**Task objective:** Please transcribe the listing in its entirety, character for character.

▬▬▬▬▬▬▬▬▬▬

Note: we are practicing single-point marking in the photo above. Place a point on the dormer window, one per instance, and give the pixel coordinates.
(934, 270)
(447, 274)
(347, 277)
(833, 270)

▬▬▬▬▬▬▬▬▬▬

**Solved problem:**
Note: we are practicing single-point marking in the photo above. Place a point on the dormer window, one per instance, and give the pixel coordinates.
(934, 270)
(447, 274)
(347, 277)
(833, 270)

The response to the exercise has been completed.